▸ PROBLEM DETAILS
Go through the material below and copy out each line that contains the word "background", leaving out all other lines.

▸ EXTRACTED ENTRIES
================

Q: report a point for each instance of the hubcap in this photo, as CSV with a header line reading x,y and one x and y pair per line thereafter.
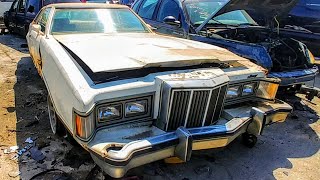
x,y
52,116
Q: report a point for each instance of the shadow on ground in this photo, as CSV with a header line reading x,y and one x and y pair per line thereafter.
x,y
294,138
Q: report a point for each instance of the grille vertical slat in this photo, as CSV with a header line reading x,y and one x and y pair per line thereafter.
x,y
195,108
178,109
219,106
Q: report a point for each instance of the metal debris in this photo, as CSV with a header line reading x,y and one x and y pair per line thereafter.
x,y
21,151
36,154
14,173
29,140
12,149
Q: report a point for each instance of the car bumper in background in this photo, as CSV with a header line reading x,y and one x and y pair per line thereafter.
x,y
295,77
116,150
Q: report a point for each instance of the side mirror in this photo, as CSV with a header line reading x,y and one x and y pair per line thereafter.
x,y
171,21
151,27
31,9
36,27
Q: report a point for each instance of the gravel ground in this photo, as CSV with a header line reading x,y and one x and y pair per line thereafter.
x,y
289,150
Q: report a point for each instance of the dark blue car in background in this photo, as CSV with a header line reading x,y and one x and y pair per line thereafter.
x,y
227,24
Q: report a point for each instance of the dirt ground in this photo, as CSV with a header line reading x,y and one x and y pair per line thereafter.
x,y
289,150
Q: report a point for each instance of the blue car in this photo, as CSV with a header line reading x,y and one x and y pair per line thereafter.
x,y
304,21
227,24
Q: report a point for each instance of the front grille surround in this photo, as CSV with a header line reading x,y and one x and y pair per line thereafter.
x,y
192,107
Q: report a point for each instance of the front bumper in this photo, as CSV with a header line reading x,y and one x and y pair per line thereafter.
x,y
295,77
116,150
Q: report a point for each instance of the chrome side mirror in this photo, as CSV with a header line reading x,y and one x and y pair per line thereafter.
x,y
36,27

================

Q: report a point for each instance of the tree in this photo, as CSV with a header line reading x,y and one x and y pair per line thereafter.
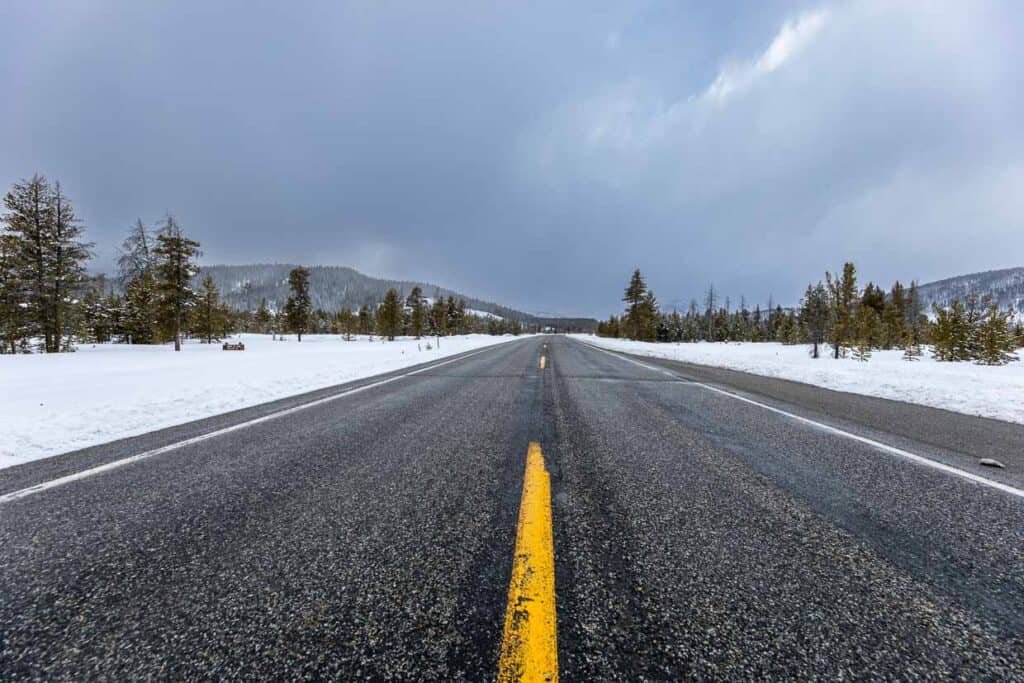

================

▸ FULL RESPONSE
Q: report a point for each instance of the car bumper in background in this photo, as CSV with a header line reading x,y and one x and y pair per line thereafter.
Q: report a point for each instance of the dark blue car in background in this photo, as CSV with a header line reading x,y and one x and y pair per line thereafter.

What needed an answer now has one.